## INSTRUCTIONS TO FOLLOW:
Restate the listing below word for word, omitting any images.

↓

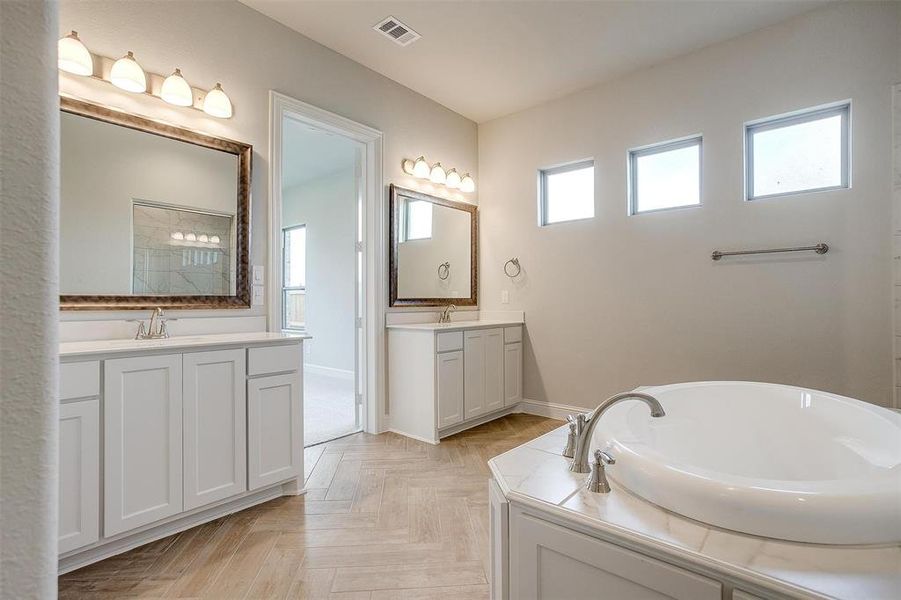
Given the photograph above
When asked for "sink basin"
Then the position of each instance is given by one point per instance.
(769, 460)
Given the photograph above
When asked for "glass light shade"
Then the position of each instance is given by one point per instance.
(128, 75)
(421, 168)
(175, 90)
(73, 56)
(453, 179)
(438, 174)
(217, 104)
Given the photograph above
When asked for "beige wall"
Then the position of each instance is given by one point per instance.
(621, 301)
(251, 54)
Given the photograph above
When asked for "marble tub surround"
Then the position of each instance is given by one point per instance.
(535, 476)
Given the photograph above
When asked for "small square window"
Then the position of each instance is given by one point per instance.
(566, 193)
(807, 152)
(666, 175)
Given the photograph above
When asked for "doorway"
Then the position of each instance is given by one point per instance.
(322, 201)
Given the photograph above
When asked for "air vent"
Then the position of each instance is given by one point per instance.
(396, 31)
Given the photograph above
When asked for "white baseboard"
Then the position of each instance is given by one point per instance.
(548, 409)
(329, 371)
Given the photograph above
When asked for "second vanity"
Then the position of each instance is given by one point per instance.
(447, 377)
(160, 435)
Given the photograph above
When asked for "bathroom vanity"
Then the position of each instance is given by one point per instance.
(447, 377)
(160, 435)
(552, 539)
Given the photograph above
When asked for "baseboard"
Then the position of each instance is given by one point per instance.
(329, 371)
(548, 409)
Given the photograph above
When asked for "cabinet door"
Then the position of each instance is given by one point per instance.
(473, 374)
(79, 474)
(215, 425)
(494, 369)
(450, 388)
(550, 562)
(512, 373)
(142, 418)
(275, 429)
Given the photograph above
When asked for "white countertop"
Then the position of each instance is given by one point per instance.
(456, 325)
(536, 475)
(69, 349)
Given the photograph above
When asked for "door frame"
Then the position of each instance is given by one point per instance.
(374, 234)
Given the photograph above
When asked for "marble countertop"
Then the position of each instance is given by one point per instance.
(537, 476)
(456, 325)
(71, 349)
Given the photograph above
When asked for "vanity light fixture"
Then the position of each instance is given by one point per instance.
(176, 90)
(421, 168)
(217, 103)
(74, 57)
(438, 174)
(128, 75)
(453, 179)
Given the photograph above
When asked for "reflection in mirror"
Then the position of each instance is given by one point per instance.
(433, 250)
(147, 214)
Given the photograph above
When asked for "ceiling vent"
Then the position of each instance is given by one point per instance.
(396, 31)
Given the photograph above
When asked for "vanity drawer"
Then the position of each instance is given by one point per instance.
(450, 341)
(513, 334)
(273, 359)
(79, 380)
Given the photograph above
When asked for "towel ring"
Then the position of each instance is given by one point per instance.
(515, 267)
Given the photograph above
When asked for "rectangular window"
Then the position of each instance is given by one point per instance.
(805, 152)
(294, 276)
(566, 193)
(666, 175)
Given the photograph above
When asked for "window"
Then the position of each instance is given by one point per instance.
(294, 276)
(665, 176)
(801, 153)
(566, 193)
(417, 220)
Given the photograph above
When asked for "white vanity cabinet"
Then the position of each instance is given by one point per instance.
(443, 379)
(188, 431)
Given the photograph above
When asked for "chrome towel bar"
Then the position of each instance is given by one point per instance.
(820, 248)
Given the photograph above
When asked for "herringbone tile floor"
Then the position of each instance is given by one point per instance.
(385, 517)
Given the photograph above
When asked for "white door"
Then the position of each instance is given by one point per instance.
(274, 429)
(494, 369)
(142, 418)
(512, 373)
(473, 374)
(79, 474)
(215, 426)
(450, 388)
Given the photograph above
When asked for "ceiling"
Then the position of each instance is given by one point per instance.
(311, 153)
(486, 59)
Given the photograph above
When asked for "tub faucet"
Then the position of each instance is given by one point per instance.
(586, 422)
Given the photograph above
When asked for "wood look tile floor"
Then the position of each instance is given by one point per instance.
(385, 517)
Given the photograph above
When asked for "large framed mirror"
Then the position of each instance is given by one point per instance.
(434, 253)
(151, 215)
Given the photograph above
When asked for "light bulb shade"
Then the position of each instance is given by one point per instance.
(175, 90)
(128, 75)
(217, 104)
(421, 168)
(73, 56)
(438, 174)
(453, 179)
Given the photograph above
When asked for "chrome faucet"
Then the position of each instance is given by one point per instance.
(445, 314)
(583, 425)
(154, 332)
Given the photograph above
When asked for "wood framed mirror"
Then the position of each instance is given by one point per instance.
(434, 253)
(151, 215)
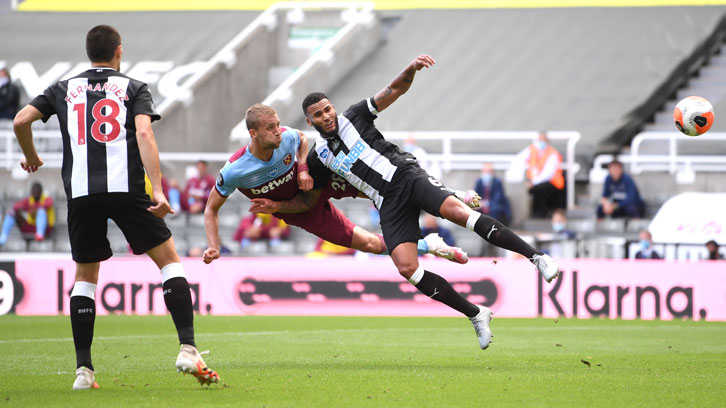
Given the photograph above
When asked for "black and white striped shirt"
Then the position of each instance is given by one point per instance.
(96, 110)
(360, 154)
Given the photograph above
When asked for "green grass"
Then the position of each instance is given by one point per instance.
(371, 362)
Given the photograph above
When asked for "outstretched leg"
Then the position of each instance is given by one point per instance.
(366, 241)
(438, 288)
(497, 234)
(83, 317)
(178, 300)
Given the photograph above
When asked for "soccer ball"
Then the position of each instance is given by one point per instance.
(693, 115)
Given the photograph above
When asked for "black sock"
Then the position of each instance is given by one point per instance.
(178, 299)
(496, 233)
(439, 289)
(83, 316)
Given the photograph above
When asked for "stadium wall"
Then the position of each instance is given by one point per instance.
(344, 286)
(635, 120)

↑

## PROBLEM SOLUTION:
Given the photograph above
When asked for "sink basin"
Then the position of each instance is given by one point per instance.
(769, 460)
Given the photograph above
When asked for "glass light shade"
Then the position of each instance is given by one point per instance.
(128, 75)
(421, 168)
(175, 90)
(73, 56)
(453, 179)
(438, 174)
(217, 104)
Given the photograph above
When asked for "beige wall"
Then the position of each instance is given by one point per instance.
(621, 301)
(251, 54)
Given the photograph above
When asked for "marble tub surround"
Then the position of each instance is given by one point per instance.
(535, 476)
Given the photograph above
When asked for "small square window"
Then the position of each instance is given by one point per instance.
(566, 193)
(807, 152)
(666, 175)
Given the photograph above
When asked for "doorway"
Then the position of each instance is given by one point per instance.
(322, 201)
Given the photograph above
When asked for "air vent"
Then the position of each instance is given by one point per instance.
(396, 31)
Given the photograph above
When asked for "white baseboard"
Then the position of each instance is given by one point per instance.
(548, 409)
(329, 371)
Given the photograph above
When asked for "second vanity"
Then the position of each instance is given by one point per instance.
(447, 377)
(160, 435)
Given the photograph above
When asked for "bathroom vanity"
Then the position of each instance is given by one point per instance.
(447, 377)
(160, 435)
(552, 539)
Given the photograph above
When asked for "baseboard"
Then the position of each instance is given by one point per instance.
(329, 371)
(548, 409)
Given the photograph above
When asked for "cabinet door"
Then the position of each instance is given by one point per instance.
(473, 374)
(79, 474)
(215, 425)
(494, 369)
(450, 388)
(550, 562)
(512, 373)
(142, 418)
(275, 429)
Given the photograph above
When asked for "white countertop"
Then the position of each instance is given by one point per instance.
(456, 325)
(536, 475)
(69, 349)
Given the photograph above
When asked for "door frame"
Then the position of each instance is given by one point per instance.
(374, 234)
Given the photograph above
When asked for "marble countertop"
Then the position of each instance is given by one point per instance.
(537, 476)
(456, 325)
(71, 349)
Given the photograph above
When asked for "vanity light fixture"
Then the position of each instance is given by one point per instance.
(176, 90)
(421, 168)
(217, 103)
(74, 57)
(438, 174)
(128, 75)
(453, 179)
Given the photograph above
When asked for "reflection in mirror"
Then the position of each instance is given by one point per instance.
(433, 250)
(147, 214)
Given the photograph above
When asked for "ceiling vent"
Then the position of each instance is given by one point per instance.
(396, 31)
Given the photograph above
When asked for "vanity drawer"
Then the position of each instance is given by one point per instance.
(450, 341)
(513, 334)
(273, 359)
(79, 380)
Given the photograph above
When asked for "towel ring"
Then the position of each instance is given by one point per instance.
(515, 267)
Given the photograph above
When asked for "rectangular window"
Then the position of each instance is given by one point per instance.
(805, 152)
(294, 276)
(566, 193)
(666, 175)
Given the photograph above
When asked for "window"
Then the position of each instance is given by one point per instance.
(294, 276)
(665, 176)
(801, 153)
(566, 193)
(417, 220)
Given the photograph above
When asked for "white vanity cabinet"
Then the position of each instance is given by one point per instance.
(443, 379)
(188, 431)
Given the photograph above
When asked for "chrome towel bar"
Then the position of each instance is given by one point per instance.
(820, 248)
Given the photograph above
When asked for "herringbone tile floor"
Then the position of each instance is given by one point per instance.
(385, 517)
Given the photograph above
When asked for "white door"
Then the position of each instance is given by one point per instance.
(274, 429)
(494, 369)
(142, 418)
(512, 373)
(473, 374)
(79, 474)
(215, 426)
(450, 388)
Given the photograph above
When asked for "ceiling"
Then the position of each instance is given by one point per instance.
(311, 153)
(486, 59)
Given the photograph above
When asked for "tub faucet"
Then the position of each instance is given by one point per instance.
(586, 422)
Given the photograph above
When asked for "wood look tile floor"
Then the position of each instance is given by one point per instance.
(385, 517)
Given the photograph above
When asked for "large framed mirror"
Then the position of each instance is given by one point per instance.
(434, 253)
(151, 215)
Given the photograph above
When asked for "light bulb shade"
Then the position of each instance is given by one point per instance.
(175, 90)
(128, 75)
(217, 104)
(421, 168)
(73, 56)
(438, 174)
(453, 179)
Given the photograph above
When asked for "chrome faucet"
Then the position of each instance is given by one point per instance.
(445, 314)
(583, 425)
(154, 332)
Given the photograph above
When asked for "wood framed mirror"
Then the position of each instance is given by one point per instance.
(434, 253)
(151, 215)
Given the photograph above
When asked for "black and white striped shirt"
Then the position of each instance is given by one point per instance.
(96, 110)
(360, 154)
Given the photograph above
When asked for "green grass"
Then the position of each instance is given by one point per instance.
(371, 362)
Given the photograph above
When asked for "outstretched leg"
Then the position of each instance is given by one point per instance.
(366, 241)
(438, 288)
(497, 234)
(83, 317)
(178, 300)
Given the photograph above
When asked for "soccer ball"
Then the position of each instance is given by one point per instance.
(693, 115)
Given the photograph above
When asked for "black sock"
Then the position of each instance is given by one point per instance.
(178, 299)
(496, 233)
(439, 289)
(83, 316)
Given the photograph above
When asked for "stadium wall"
Then the position of each instance is given by one point per instance.
(344, 286)
(635, 120)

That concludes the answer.